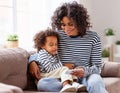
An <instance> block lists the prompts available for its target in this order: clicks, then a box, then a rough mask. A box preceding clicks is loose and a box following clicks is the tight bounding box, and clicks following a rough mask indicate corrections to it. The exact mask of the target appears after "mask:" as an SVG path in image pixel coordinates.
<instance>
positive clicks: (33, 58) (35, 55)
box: [28, 53, 38, 64]
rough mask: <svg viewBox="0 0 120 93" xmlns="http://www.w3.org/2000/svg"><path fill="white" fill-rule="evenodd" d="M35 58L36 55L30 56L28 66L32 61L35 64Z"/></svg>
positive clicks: (36, 55) (35, 59) (35, 58)
mask: <svg viewBox="0 0 120 93" xmlns="http://www.w3.org/2000/svg"><path fill="white" fill-rule="evenodd" d="M37 56H38V54H37V53H35V54H32V55H30V57H29V61H28V64H30V63H31V62H32V61H35V62H37Z"/></svg>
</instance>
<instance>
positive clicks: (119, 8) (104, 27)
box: [80, 0, 120, 45]
mask: <svg viewBox="0 0 120 93" xmlns="http://www.w3.org/2000/svg"><path fill="white" fill-rule="evenodd" d="M80 2H82V3H83V4H84V5H85V7H86V8H87V9H88V12H89V14H90V18H91V22H92V24H93V30H94V31H96V32H97V33H98V34H99V35H100V37H101V41H102V44H103V45H104V44H105V43H106V40H105V37H104V29H106V28H108V27H111V28H113V29H114V30H116V32H115V33H116V39H120V37H119V35H120V31H119V30H120V10H119V9H120V0H80Z"/></svg>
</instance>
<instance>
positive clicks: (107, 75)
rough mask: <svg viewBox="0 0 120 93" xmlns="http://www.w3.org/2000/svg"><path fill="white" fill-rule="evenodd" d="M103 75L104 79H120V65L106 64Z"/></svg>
mask: <svg viewBox="0 0 120 93" xmlns="http://www.w3.org/2000/svg"><path fill="white" fill-rule="evenodd" d="M101 75H102V77H120V63H118V62H105V63H104V65H103V69H102V72H101Z"/></svg>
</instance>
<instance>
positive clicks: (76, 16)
mask: <svg viewBox="0 0 120 93" xmlns="http://www.w3.org/2000/svg"><path fill="white" fill-rule="evenodd" d="M65 16H67V17H68V18H70V19H72V20H73V21H74V24H75V26H76V27H77V28H78V30H79V35H80V36H83V35H85V34H86V30H88V29H89V27H91V25H90V22H89V15H88V14H87V10H86V8H84V7H83V5H81V4H78V3H77V2H76V1H73V2H72V3H64V4H63V5H62V6H60V7H58V8H57V9H56V11H55V12H54V14H53V16H52V18H51V20H52V23H51V25H52V28H53V29H56V28H57V29H59V30H61V20H62V19H63V17H65Z"/></svg>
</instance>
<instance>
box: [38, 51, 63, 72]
mask: <svg viewBox="0 0 120 93" xmlns="http://www.w3.org/2000/svg"><path fill="white" fill-rule="evenodd" d="M37 55H38V56H37V63H38V65H39V67H40V70H41V72H43V73H49V72H50V71H53V70H55V69H57V68H59V67H61V66H62V63H61V62H60V60H59V59H58V56H57V54H56V55H54V56H52V55H51V54H49V53H48V52H47V51H46V50H44V49H41V50H40V51H39V52H38V53H37Z"/></svg>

* * * * * * * * *

**WORK ITEM:** The full data, repeated exactly and stripped of its pictures, is the expected answer.

**ANSWER SPACE:**
An <instance> block lists the prompts available for its target in this order: clicks, then a box, then a rough mask. A box preceding clicks is loose and a box following clicks is the tight bounding box, and clicks following a rough mask indicate corrections to it. The exact mask of the target appears after "mask:" as an SVG path in image pixel coordinates.
<instance>
positive clicks: (33, 58) (35, 55)
box: [28, 53, 38, 64]
rough mask: <svg viewBox="0 0 120 93" xmlns="http://www.w3.org/2000/svg"><path fill="white" fill-rule="evenodd" d="M35 58L36 55L30 56L28 66L32 61L35 64Z"/></svg>
positive clicks: (36, 55) (35, 59) (35, 58)
mask: <svg viewBox="0 0 120 93" xmlns="http://www.w3.org/2000/svg"><path fill="white" fill-rule="evenodd" d="M37 56H38V54H37V53H35V54H32V55H30V57H29V61H28V64H30V63H31V62H32V61H35V62H37Z"/></svg>
</instance>
<instance>
positive clicks: (119, 8) (104, 27)
box: [80, 0, 120, 45]
mask: <svg viewBox="0 0 120 93" xmlns="http://www.w3.org/2000/svg"><path fill="white" fill-rule="evenodd" d="M80 2H82V3H83V4H84V5H85V7H86V8H87V9H88V12H89V14H90V18H91V22H92V24H93V30H94V31H96V32H97V33H98V34H99V35H100V37H101V41H102V44H103V45H104V44H105V43H106V40H105V37H104V29H106V28H108V27H111V28H113V29H114V30H116V32H115V33H116V39H120V37H119V35H120V31H119V30H120V10H119V9H120V0H80Z"/></svg>
</instance>
<instance>
positive clicks: (107, 75)
rough mask: <svg viewBox="0 0 120 93" xmlns="http://www.w3.org/2000/svg"><path fill="white" fill-rule="evenodd" d="M103 75L104 79H120V65L106 64Z"/></svg>
mask: <svg viewBox="0 0 120 93" xmlns="http://www.w3.org/2000/svg"><path fill="white" fill-rule="evenodd" d="M101 75H102V77H120V63H118V62H105V63H104V65H103V69H102V72H101Z"/></svg>
</instance>
<instance>
positive clicks: (76, 16)
mask: <svg viewBox="0 0 120 93" xmlns="http://www.w3.org/2000/svg"><path fill="white" fill-rule="evenodd" d="M65 16H67V17H68V18H70V19H72V20H73V21H74V24H75V26H76V27H77V28H78V30H79V35H80V36H83V35H85V34H86V30H88V29H89V27H91V25H90V22H89V15H88V14H87V10H86V8H84V7H83V5H81V4H78V3H77V2H76V1H73V2H72V3H64V4H63V5H62V6H60V7H58V8H57V9H56V11H55V12H54V14H53V16H52V18H51V20H52V23H51V25H52V28H53V29H56V28H57V29H59V30H61V20H62V19H63V17H65Z"/></svg>
</instance>
<instance>
box: [38, 51, 63, 72]
mask: <svg viewBox="0 0 120 93" xmlns="http://www.w3.org/2000/svg"><path fill="white" fill-rule="evenodd" d="M37 55H38V56H37V63H38V65H39V67H40V70H41V72H43V73H49V72H50V71H53V70H55V69H57V68H59V67H61V66H62V63H61V62H60V60H59V59H58V56H57V54H56V55H54V56H52V55H51V54H49V53H48V52H47V51H46V50H44V49H41V50H40V51H39V52H38V53H37Z"/></svg>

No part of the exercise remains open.